[Records for this exercise — start]
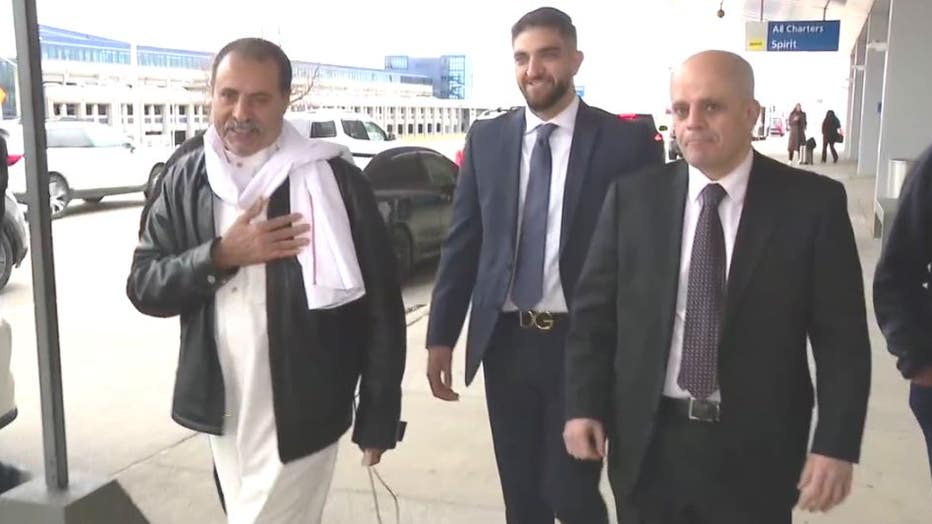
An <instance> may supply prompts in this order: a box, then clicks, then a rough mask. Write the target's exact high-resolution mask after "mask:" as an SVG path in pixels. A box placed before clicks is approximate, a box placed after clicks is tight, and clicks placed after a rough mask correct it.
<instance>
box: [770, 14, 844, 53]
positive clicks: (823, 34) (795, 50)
mask: <svg viewBox="0 0 932 524" xmlns="http://www.w3.org/2000/svg"><path fill="white" fill-rule="evenodd" d="M840 32H841V22H840V21H838V20H798V21H790V22H767V50H768V51H838V37H839V34H840Z"/></svg>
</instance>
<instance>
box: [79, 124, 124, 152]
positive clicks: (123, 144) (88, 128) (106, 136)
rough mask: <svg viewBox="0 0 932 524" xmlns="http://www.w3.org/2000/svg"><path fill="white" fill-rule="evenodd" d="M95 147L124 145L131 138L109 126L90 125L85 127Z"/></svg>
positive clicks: (88, 137) (88, 135)
mask: <svg viewBox="0 0 932 524" xmlns="http://www.w3.org/2000/svg"><path fill="white" fill-rule="evenodd" d="M84 132H85V133H86V134H87V137H88V139H90V141H91V145H92V146H93V147H123V145H125V144H127V143H129V139H128V138H127V137H125V136H123V135H122V134H121V133H120V132H119V131H117V130H116V129H114V128H112V127H108V126H89V127H87V128H85V129H84Z"/></svg>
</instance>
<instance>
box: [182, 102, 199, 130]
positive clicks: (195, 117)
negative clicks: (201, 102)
mask: <svg viewBox="0 0 932 524" xmlns="http://www.w3.org/2000/svg"><path fill="white" fill-rule="evenodd" d="M195 107H197V106H195V105H194V104H188V105H187V107H186V108H185V114H187V116H188V123H187V125H186V126H185V130H184V137H185V138H191V137H193V136H194V133H195V132H196V130H197V125H196V124H195V120H196V119H197V116H195V111H194V108H195Z"/></svg>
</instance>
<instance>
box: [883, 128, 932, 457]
mask: <svg viewBox="0 0 932 524" xmlns="http://www.w3.org/2000/svg"><path fill="white" fill-rule="evenodd" d="M930 263H932V147H930V148H929V149H927V150H926V151H925V153H924V154H923V155H922V157H921V158H920V159H919V161H918V162H917V163H916V167H915V168H913V169H912V171H911V172H910V174H909V175H908V176H907V178H906V182H905V183H904V184H903V190H902V191H901V192H900V202H899V209H898V210H897V214H896V218H895V219H894V220H893V226H892V227H891V228H890V235H889V237H888V238H887V242H886V244H885V245H884V248H883V253H882V254H881V255H880V262H879V263H878V264H877V271H876V273H875V274H874V311H875V312H876V313H877V322H878V323H879V324H880V329H881V330H882V331H883V335H884V337H885V338H886V339H887V349H888V350H889V351H890V353H892V354H893V355H894V356H896V357H897V363H896V366H897V368H899V370H900V373H902V375H903V377H904V378H906V379H907V380H909V381H910V391H909V406H910V408H911V409H912V411H913V414H914V415H915V416H916V420H917V421H918V422H919V426H920V427H921V428H922V431H923V433H924V434H925V439H926V447H927V450H926V451H927V456H928V459H929V469H930V470H932V293H930V291H929V286H930V285H932V273H930V270H929V264H930Z"/></svg>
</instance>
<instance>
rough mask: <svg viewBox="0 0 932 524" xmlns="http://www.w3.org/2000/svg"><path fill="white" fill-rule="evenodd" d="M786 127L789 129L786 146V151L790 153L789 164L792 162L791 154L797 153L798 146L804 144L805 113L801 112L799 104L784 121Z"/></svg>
mask: <svg viewBox="0 0 932 524" xmlns="http://www.w3.org/2000/svg"><path fill="white" fill-rule="evenodd" d="M786 120H787V126H788V127H789V128H790V139H789V141H788V142H787V144H786V149H787V151H789V152H790V162H792V161H793V153H795V152H796V151H799V146H801V145H803V144H805V143H806V113H805V112H804V111H803V107H802V105H801V104H796V107H795V108H793V112H791V113H790V117H789V118H787V119H786Z"/></svg>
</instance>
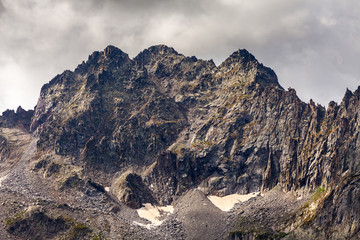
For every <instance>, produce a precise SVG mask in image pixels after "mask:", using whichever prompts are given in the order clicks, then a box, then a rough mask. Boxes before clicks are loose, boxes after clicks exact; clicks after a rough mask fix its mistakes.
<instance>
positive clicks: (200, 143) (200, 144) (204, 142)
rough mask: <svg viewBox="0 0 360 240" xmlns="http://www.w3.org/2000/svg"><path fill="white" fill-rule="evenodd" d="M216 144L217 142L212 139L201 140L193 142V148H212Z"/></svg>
mask: <svg viewBox="0 0 360 240" xmlns="http://www.w3.org/2000/svg"><path fill="white" fill-rule="evenodd" d="M214 144H215V142H214V141H211V140H207V141H200V142H196V143H194V144H192V146H191V148H196V149H197V150H202V149H205V148H210V147H211V146H213V145H214Z"/></svg>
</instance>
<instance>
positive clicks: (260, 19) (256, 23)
mask: <svg viewBox="0 0 360 240" xmlns="http://www.w3.org/2000/svg"><path fill="white" fill-rule="evenodd" d="M1 3H2V4H1ZM1 6H2V7H1ZM1 9H4V10H1ZM5 9H6V11H5ZM359 11H360V2H359V3H358V2H357V1H356V0H348V1H342V2H338V1H335V0H319V1H310V0H294V1H288V0H272V1H261V0H243V1H238V0H213V1H205V0H185V1H184V0H183V1H181V0H174V1H168V0H155V1H148V0H132V1H125V0H104V1H97V0H87V1H85V0H78V1H70V0H51V1H41V0H26V1H25V0H19V1H11V0H2V1H1V0H0V12H3V13H2V14H1V15H0V21H1V25H0V34H1V36H2V38H1V39H0V51H1V52H2V56H0V63H1V66H0V110H4V109H5V108H9V107H10V108H15V107H16V106H17V105H20V104H22V105H25V107H26V108H31V107H33V106H34V105H35V104H36V98H37V95H38V93H39V90H40V87H41V85H42V84H44V83H46V82H48V81H49V80H50V79H51V78H52V77H53V76H55V75H56V74H58V73H61V72H62V71H63V70H65V69H74V68H75V67H76V65H77V64H78V63H80V62H81V61H82V60H85V59H86V58H87V56H88V55H89V54H91V53H92V52H93V51H95V50H102V49H103V48H105V46H106V45H109V44H113V45H115V46H117V47H119V48H121V49H122V50H123V51H125V52H127V53H129V55H130V56H132V57H134V56H135V55H136V54H137V53H138V52H140V51H142V50H143V49H144V48H147V47H149V46H151V45H154V44H159V43H163V44H167V45H169V46H172V47H174V48H175V49H176V50H178V51H179V52H181V53H183V54H185V55H195V56H197V57H199V58H204V59H210V58H212V59H214V60H215V62H216V63H217V64H219V63H221V62H222V61H223V60H224V59H225V58H226V57H227V56H229V55H230V54H231V53H232V52H233V51H235V50H237V49H239V48H246V49H248V50H249V51H250V52H252V53H253V54H254V55H255V56H256V57H257V58H258V59H259V61H260V62H263V63H264V64H265V65H267V66H269V67H272V68H273V69H274V70H275V71H276V73H277V74H278V77H279V81H280V83H281V84H282V85H283V86H284V87H285V88H287V87H293V88H295V89H296V90H297V93H298V95H299V96H300V97H301V98H302V99H303V100H304V101H308V100H309V99H310V98H313V99H314V100H315V101H317V102H320V103H322V104H323V105H326V104H327V102H329V101H330V100H336V101H340V100H341V98H342V96H343V94H344V92H345V89H346V87H349V88H350V89H355V88H356V87H357V85H359V80H360V79H359V76H360V68H358V66H357V58H358V56H359V54H360V43H359V41H358V39H359V38H360V36H359V35H360V29H359V28H360V22H359V18H358V16H359V15H360V12H359ZM13 69H16V73H14V74H10V73H11V72H12V70H13ZM9 74H10V75H9ZM9 79H11V81H10V80H9Z"/></svg>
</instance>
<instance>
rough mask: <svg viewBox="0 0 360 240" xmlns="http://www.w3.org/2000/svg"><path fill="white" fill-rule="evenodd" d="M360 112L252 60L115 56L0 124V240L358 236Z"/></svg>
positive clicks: (105, 56)
mask: <svg viewBox="0 0 360 240" xmlns="http://www.w3.org/2000/svg"><path fill="white" fill-rule="evenodd" d="M284 81H286V79H284ZM359 114H360V88H359V89H357V90H356V91H355V92H351V91H349V90H347V91H346V93H345V96H344V98H343V100H342V101H341V103H340V104H337V103H335V102H330V103H329V105H328V106H327V108H325V107H323V106H320V105H316V104H315V103H314V102H313V101H310V103H305V102H303V101H301V100H300V99H299V98H298V97H297V95H296V92H295V90H294V89H288V90H284V89H283V88H282V87H281V86H280V85H279V82H278V79H277V76H276V74H275V72H274V71H273V70H272V69H270V68H268V67H265V66H263V65H262V64H261V63H259V62H258V61H257V60H256V59H255V57H254V56H253V55H251V54H250V53H249V52H248V51H246V50H238V51H236V52H234V53H233V54H232V55H231V56H229V57H228V58H227V59H226V60H225V61H224V62H223V63H221V64H220V65H219V66H216V65H215V64H214V62H213V61H212V60H210V61H206V60H201V59H197V58H196V57H186V56H184V55H182V54H180V53H178V52H177V51H175V50H174V49H173V48H171V47H167V46H164V45H158V46H153V47H150V48H148V49H145V50H144V51H142V52H141V53H139V54H138V55H137V56H136V57H135V58H134V59H130V58H129V56H128V55H127V54H126V53H124V52H123V51H121V50H120V49H118V48H116V47H114V46H108V47H106V48H105V50H104V51H101V52H94V53H93V54H91V55H90V56H89V58H88V60H87V61H86V62H83V63H81V64H80V65H78V66H77V68H76V69H75V70H74V71H69V70H67V71H65V72H63V73H62V74H60V75H57V76H56V77H54V78H53V79H52V80H51V81H50V82H49V83H47V84H45V85H44V86H43V87H42V89H41V93H40V97H39V100H38V103H37V105H36V107H35V109H34V110H31V111H25V110H23V109H22V108H21V107H19V108H18V109H17V110H16V111H13V110H7V111H5V112H4V113H3V114H2V116H1V117H0V219H1V222H0V236H1V237H0V238H1V239H64V240H65V239H93V240H100V239H359V238H360V160H359V156H360V138H359V133H360V115H359Z"/></svg>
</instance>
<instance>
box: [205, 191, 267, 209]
mask: <svg viewBox="0 0 360 240" xmlns="http://www.w3.org/2000/svg"><path fill="white" fill-rule="evenodd" d="M259 194H260V192H253V193H249V194H246V195H240V194H231V195H227V196H224V197H218V196H208V199H209V200H210V201H211V202H212V203H213V204H214V205H215V206H216V207H218V208H219V209H220V210H221V211H224V212H228V211H230V210H231V209H232V208H233V207H234V206H235V204H236V203H239V202H245V201H247V200H249V199H250V198H253V197H256V196H258V195H259Z"/></svg>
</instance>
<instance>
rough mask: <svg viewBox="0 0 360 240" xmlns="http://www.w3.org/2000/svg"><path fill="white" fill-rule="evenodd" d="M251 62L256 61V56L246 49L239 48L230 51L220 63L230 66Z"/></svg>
mask: <svg viewBox="0 0 360 240" xmlns="http://www.w3.org/2000/svg"><path fill="white" fill-rule="evenodd" d="M250 62H253V63H255V64H257V63H258V61H257V60H256V58H255V57H254V56H253V55H252V54H251V53H249V52H248V51H247V50H246V49H239V50H237V51H235V52H234V53H232V54H231V55H230V56H229V57H228V58H227V59H226V60H225V61H224V62H223V63H222V64H221V65H223V66H230V65H232V64H239V63H241V64H248V63H250Z"/></svg>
[Records for this exercise — finish]
§ What you need to do
Could the lines from the first entry through the line that contains "box: [770, 14, 844, 53]" be copied exactly, with all pictures left out?

§ Your response
An <instance> may supply prompts in this order: a box, then clicks, then a rough mask. Write the target's exact high-resolution mask after "mask:" as an SVG path in pixels. A box placed before clicks is approximate, a box placed after clicks is tight, and clicks placed after a rough mask correct it.
<instance>
box: [770, 14, 844, 53]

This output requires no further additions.